Consulting Success: 26 IRS Audit Risks You Should Know

This chapter is devoted entirely on the discussion of tax audit red flags and how to avoid them.

Once a return is selected for audit, the level of scrutiny and leniency are all depending on the IRS agent’s and his manager’s working style. Some agents and managers will make sure no stones are left unturned. Others can be very pragmatic. It’s also very important for your CPA to manage and maintain a good the relationship with the agent. I had the pleasure to work with a nice agent and manager during a recently concluded IRS audit in which I helped negotiated a “no change” on a number of glaring mistakes.

The red flags I listed here are not in any particular order of riskiness. Let’s take a look.

  1. Hiding a foreign bank account in the Swiss alps? Good luck with that. The IRS has ramped up a great deal of effort in recent years to bring folks back into the compliance fold. There are two reporting requirements (the $10,000 rule and the $50,000 rule) related to foreign assets and the penalty can easily wipe away all of your oversea savings.

........

WHAT THE TASK ASKS:
Reproduce word for word the part of the passage on IRS audit risks starting with "Consulting Success: 26" and going on through "to avoid them.".

EXCERPTED RECORDS:
........

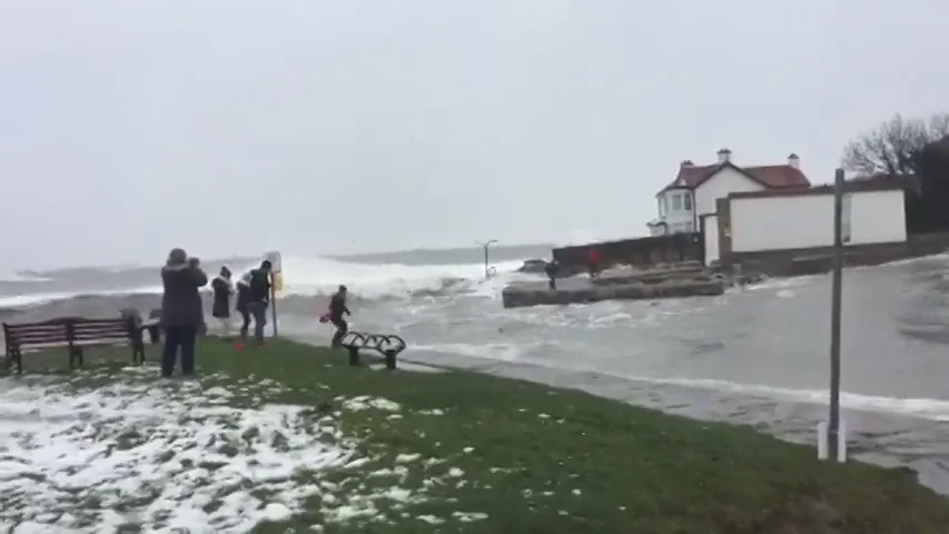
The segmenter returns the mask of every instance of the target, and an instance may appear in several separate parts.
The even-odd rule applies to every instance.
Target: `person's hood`
[[[162,267],[161,270],[181,270],[181,269],[187,269],[188,267],[189,267],[189,265],[187,261],[181,263],[181,264],[166,263],[165,267]]]

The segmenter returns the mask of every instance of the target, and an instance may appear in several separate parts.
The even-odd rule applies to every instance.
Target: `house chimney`
[[[791,152],[791,155],[788,156],[788,165],[795,168],[795,169],[800,169],[801,168],[801,158],[799,158],[797,154]]]

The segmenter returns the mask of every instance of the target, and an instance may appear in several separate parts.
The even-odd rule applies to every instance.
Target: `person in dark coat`
[[[230,281],[230,269],[227,266],[220,268],[220,274],[211,280],[214,290],[214,305],[211,316],[220,320],[224,336],[230,336],[230,296],[234,295],[234,284]]]
[[[555,259],[552,259],[544,265],[544,273],[547,275],[547,287],[550,287],[551,290],[556,290],[557,288],[557,271],[560,271],[560,265]]]
[[[241,339],[247,339],[250,317],[254,318],[254,340],[264,344],[264,327],[267,326],[267,308],[270,304],[270,260],[265,259],[260,267],[250,269],[238,283],[237,300],[243,309],[244,325],[240,327]]]
[[[189,258],[176,248],[168,254],[161,268],[161,327],[165,347],[161,352],[161,375],[170,377],[178,353],[181,354],[181,375],[195,374],[195,343],[198,329],[205,324],[204,305],[198,290],[208,283],[198,258]]]
[[[339,290],[329,299],[329,322],[336,327],[336,333],[333,334],[333,342],[330,343],[333,347],[338,347],[343,343],[343,337],[349,332],[349,325],[343,318],[343,315],[353,315],[349,307],[346,306],[347,295],[346,286],[339,286]]]

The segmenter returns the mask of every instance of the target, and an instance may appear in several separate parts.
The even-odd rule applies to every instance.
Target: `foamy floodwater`
[[[136,379],[97,389],[0,380],[0,531],[245,533],[291,517],[314,496],[327,522],[372,520],[378,500],[424,500],[398,485],[344,490],[323,479],[373,458],[357,454],[359,441],[333,416],[259,402],[279,390],[268,380]],[[379,398],[337,400],[342,411],[399,409]]]

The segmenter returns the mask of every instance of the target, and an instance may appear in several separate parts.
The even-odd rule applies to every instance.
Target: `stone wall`
[[[673,234],[555,248],[553,258],[562,269],[584,271],[587,268],[590,251],[596,249],[603,257],[604,267],[651,267],[674,261],[702,261],[703,246],[700,234]]]

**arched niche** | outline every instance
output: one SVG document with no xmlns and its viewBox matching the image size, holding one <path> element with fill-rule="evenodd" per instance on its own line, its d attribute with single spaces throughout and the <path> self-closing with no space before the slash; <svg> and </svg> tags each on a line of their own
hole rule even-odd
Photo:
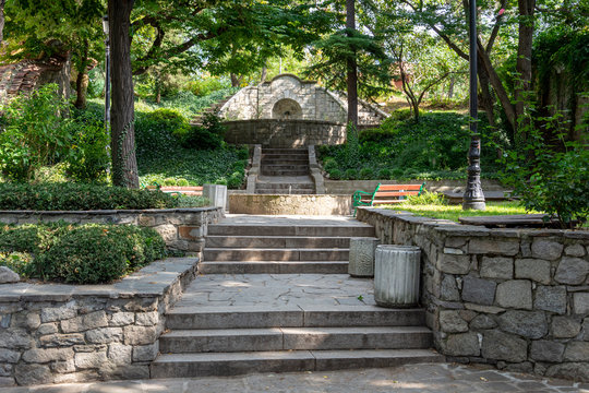
<svg viewBox="0 0 589 393">
<path fill-rule="evenodd" d="M 272 118 L 279 120 L 302 119 L 302 109 L 294 99 L 283 98 L 274 104 Z"/>
</svg>

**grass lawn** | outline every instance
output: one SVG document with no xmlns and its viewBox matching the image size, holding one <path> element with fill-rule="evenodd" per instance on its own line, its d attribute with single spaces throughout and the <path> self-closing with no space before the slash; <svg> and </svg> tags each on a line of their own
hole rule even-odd
<svg viewBox="0 0 589 393">
<path fill-rule="evenodd" d="M 416 205 L 400 203 L 396 205 L 384 205 L 384 209 L 394 211 L 410 212 L 419 216 L 431 218 L 443 218 L 458 222 L 458 217 L 492 216 L 492 215 L 512 215 L 539 212 L 526 212 L 517 202 L 488 202 L 485 211 L 464 211 L 462 205 Z"/>
</svg>

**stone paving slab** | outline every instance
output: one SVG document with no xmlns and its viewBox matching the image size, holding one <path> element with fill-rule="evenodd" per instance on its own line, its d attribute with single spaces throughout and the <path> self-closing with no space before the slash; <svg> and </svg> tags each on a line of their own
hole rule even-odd
<svg viewBox="0 0 589 393">
<path fill-rule="evenodd" d="M 348 274 L 211 274 L 197 276 L 176 307 L 375 306 L 372 279 Z"/>
<path fill-rule="evenodd" d="M 589 393 L 589 384 L 454 364 L 0 389 L 2 393 Z"/>
</svg>

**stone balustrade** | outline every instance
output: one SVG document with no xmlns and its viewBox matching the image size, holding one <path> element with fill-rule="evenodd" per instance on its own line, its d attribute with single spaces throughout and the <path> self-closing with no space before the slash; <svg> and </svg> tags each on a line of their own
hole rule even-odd
<svg viewBox="0 0 589 393">
<path fill-rule="evenodd" d="M 2 224 L 63 221 L 73 224 L 127 224 L 154 228 L 172 250 L 201 257 L 208 224 L 223 217 L 220 207 L 104 210 L 104 211 L 0 211 Z"/>
<path fill-rule="evenodd" d="M 448 360 L 589 381 L 589 231 L 488 229 L 361 207 L 422 249 L 421 302 Z"/>
</svg>

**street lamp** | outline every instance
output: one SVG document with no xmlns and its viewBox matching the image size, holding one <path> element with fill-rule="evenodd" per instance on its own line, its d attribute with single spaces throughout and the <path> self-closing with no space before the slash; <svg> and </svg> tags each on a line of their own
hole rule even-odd
<svg viewBox="0 0 589 393">
<path fill-rule="evenodd" d="M 110 36 L 108 26 L 108 15 L 103 16 L 103 29 L 105 31 L 105 46 L 106 46 L 106 64 L 105 64 L 105 127 L 108 130 L 110 127 Z"/>
<path fill-rule="evenodd" d="M 478 123 L 478 90 L 477 90 L 477 0 L 470 0 L 470 148 L 468 150 L 468 180 L 462 210 L 484 210 L 484 194 L 481 188 L 481 135 L 477 130 Z"/>
</svg>

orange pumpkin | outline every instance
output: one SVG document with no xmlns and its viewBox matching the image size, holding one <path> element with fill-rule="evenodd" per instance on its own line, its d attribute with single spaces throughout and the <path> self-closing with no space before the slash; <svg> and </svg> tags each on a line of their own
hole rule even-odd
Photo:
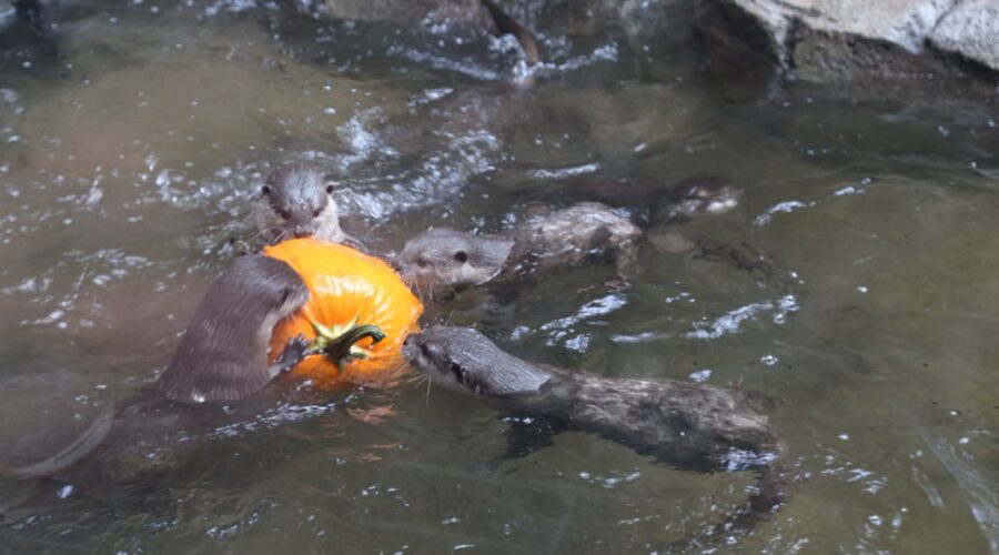
<svg viewBox="0 0 999 555">
<path fill-rule="evenodd" d="M 292 266 L 310 292 L 309 302 L 274 327 L 272 361 L 302 334 L 322 352 L 306 356 L 292 375 L 320 387 L 384 385 L 405 366 L 402 343 L 416 331 L 423 304 L 387 264 L 315 239 L 284 241 L 264 254 Z"/>
</svg>

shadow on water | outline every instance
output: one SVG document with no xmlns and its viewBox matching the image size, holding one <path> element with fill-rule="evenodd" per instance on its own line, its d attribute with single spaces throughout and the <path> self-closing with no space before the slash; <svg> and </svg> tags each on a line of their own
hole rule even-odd
<svg viewBox="0 0 999 555">
<path fill-rule="evenodd" d="M 443 317 L 533 361 L 777 397 L 796 481 L 739 548 L 999 551 L 999 117 L 975 91 L 744 82 L 688 40 L 685 1 L 518 4 L 543 51 L 532 88 L 475 18 L 62 3 L 54 46 L 0 12 L 3 461 L 58 451 L 152 382 L 279 164 L 334 174 L 346 225 L 384 251 L 594 191 L 648 220 L 664 188 L 717 175 L 740 204 L 669 225 L 746 243 L 779 281 L 653 249 L 626 292 L 597 265 L 497 321 L 482 292 Z M 751 485 L 583 434 L 488 473 L 503 423 L 474 398 L 274 395 L 140 493 L 0 478 L 0 548 L 655 551 Z"/>
</svg>

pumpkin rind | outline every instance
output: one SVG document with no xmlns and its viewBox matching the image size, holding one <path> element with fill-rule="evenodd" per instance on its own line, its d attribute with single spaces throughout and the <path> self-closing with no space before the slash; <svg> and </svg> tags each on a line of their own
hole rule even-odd
<svg viewBox="0 0 999 555">
<path fill-rule="evenodd" d="M 309 287 L 309 302 L 281 321 L 271 335 L 271 360 L 281 355 L 290 337 L 316 337 L 312 322 L 326 326 L 350 324 L 379 326 L 385 339 L 356 343 L 364 359 L 342 361 L 313 354 L 300 362 L 292 375 L 331 387 L 345 382 L 384 384 L 405 366 L 402 343 L 416 331 L 423 305 L 396 273 L 381 260 L 337 243 L 293 239 L 264 248 L 264 254 L 286 262 Z"/>
</svg>

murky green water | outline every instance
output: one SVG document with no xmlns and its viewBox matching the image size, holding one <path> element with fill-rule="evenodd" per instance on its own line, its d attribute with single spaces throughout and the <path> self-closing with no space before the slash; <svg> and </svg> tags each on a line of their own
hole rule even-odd
<svg viewBox="0 0 999 555">
<path fill-rule="evenodd" d="M 251 198 L 276 164 L 340 175 L 349 229 L 384 250 L 428 223 L 497 230 L 526 201 L 603 182 L 715 174 L 744 201 L 690 225 L 797 285 L 649 252 L 626 293 L 592 286 L 609 268 L 561 274 L 483 330 L 529 360 L 777 397 L 797 480 L 733 551 L 999 552 L 987 99 L 753 89 L 687 42 L 686 2 L 544 34 L 528 90 L 508 83 L 504 43 L 467 29 L 63 3 L 57 61 L 0 59 L 6 461 L 51 453 L 167 364 L 228 240 L 253 238 Z M 452 322 L 474 322 L 476 301 Z M 750 484 L 581 434 L 490 472 L 496 413 L 440 390 L 279 396 L 150 487 L 0 481 L 0 549 L 648 552 Z"/>
</svg>

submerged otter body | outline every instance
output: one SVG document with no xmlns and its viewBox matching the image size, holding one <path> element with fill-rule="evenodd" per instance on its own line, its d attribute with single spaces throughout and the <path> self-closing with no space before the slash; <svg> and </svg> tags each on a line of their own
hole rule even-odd
<svg viewBox="0 0 999 555">
<path fill-rule="evenodd" d="M 395 259 L 417 290 L 461 291 L 475 285 L 513 295 L 561 268 L 613 260 L 627 281 L 642 231 L 605 204 L 581 202 L 527 218 L 506 235 L 432 229 L 408 241 Z"/>
<path fill-rule="evenodd" d="M 511 456 L 551 445 L 558 432 L 578 431 L 677 470 L 756 472 L 748 506 L 717 533 L 749 532 L 783 502 L 783 446 L 750 393 L 532 364 L 464 327 L 412 334 L 403 354 L 434 384 L 478 395 L 509 416 Z"/>
<path fill-rule="evenodd" d="M 309 344 L 295 337 L 268 364 L 274 325 L 307 299 L 302 279 L 284 262 L 236 259 L 209 286 L 170 365 L 150 387 L 98 418 L 57 455 L 6 473 L 133 482 L 179 465 L 198 447 L 191 440 L 199 430 L 304 357 Z"/>
</svg>

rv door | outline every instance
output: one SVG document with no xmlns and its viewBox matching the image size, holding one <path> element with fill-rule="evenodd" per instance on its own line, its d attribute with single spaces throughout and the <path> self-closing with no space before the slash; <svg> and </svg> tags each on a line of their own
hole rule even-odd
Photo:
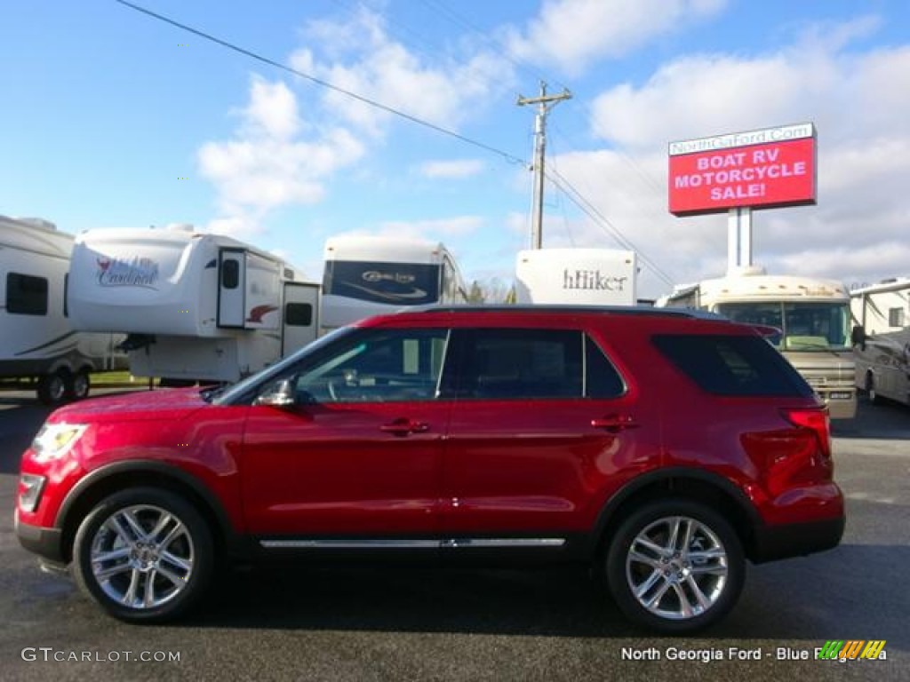
<svg viewBox="0 0 910 682">
<path fill-rule="evenodd" d="M 281 317 L 281 356 L 315 341 L 319 329 L 319 286 L 286 282 Z"/>
<path fill-rule="evenodd" d="M 247 252 L 218 251 L 218 326 L 243 327 L 246 310 Z"/>
</svg>

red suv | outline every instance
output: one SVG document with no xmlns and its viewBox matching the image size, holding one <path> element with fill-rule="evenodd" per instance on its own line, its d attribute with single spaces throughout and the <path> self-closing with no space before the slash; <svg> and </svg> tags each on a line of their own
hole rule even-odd
<svg viewBox="0 0 910 682">
<path fill-rule="evenodd" d="M 578 561 L 666 632 L 745 560 L 834 547 L 828 416 L 753 328 L 687 311 L 434 307 L 334 332 L 230 387 L 57 410 L 16 529 L 114 616 L 184 612 L 216 567 L 381 554 Z"/>
</svg>

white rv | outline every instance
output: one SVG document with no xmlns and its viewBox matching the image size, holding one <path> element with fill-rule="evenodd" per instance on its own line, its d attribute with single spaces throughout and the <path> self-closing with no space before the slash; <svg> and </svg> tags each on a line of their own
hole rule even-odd
<svg viewBox="0 0 910 682">
<path fill-rule="evenodd" d="M 128 335 L 136 376 L 233 382 L 316 338 L 318 296 L 272 254 L 175 225 L 80 234 L 68 302 L 77 328 Z"/>
<path fill-rule="evenodd" d="M 66 302 L 73 236 L 0 216 L 0 378 L 36 385 L 48 405 L 85 397 L 89 373 L 126 366 L 121 338 L 74 330 Z"/>
<path fill-rule="evenodd" d="M 910 405 L 910 278 L 854 289 L 850 307 L 857 388 Z"/>
<path fill-rule="evenodd" d="M 609 248 L 543 248 L 519 251 L 518 303 L 634 306 L 634 251 Z"/>
<path fill-rule="evenodd" d="M 775 327 L 772 343 L 824 400 L 833 419 L 856 415 L 850 295 L 836 280 L 766 275 L 744 268 L 677 286 L 658 306 L 693 307 L 736 322 Z"/>
</svg>

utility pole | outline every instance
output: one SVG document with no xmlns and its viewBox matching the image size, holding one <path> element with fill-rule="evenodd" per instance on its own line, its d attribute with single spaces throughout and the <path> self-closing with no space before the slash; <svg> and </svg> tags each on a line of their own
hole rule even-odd
<svg viewBox="0 0 910 682">
<path fill-rule="evenodd" d="M 547 95 L 547 84 L 541 81 L 539 97 L 518 95 L 518 105 L 537 105 L 534 118 L 534 208 L 531 221 L 531 247 L 541 248 L 543 243 L 543 159 L 547 147 L 547 114 L 563 99 L 571 99 L 571 93 L 562 88 L 560 95 Z"/>
</svg>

........

TASK SOLUTION:
Consulting Success: 26 IRS Audit Risks You Should Know

This chapter is devoted entirely on the discussion of tax audit red flags and how to avoid them.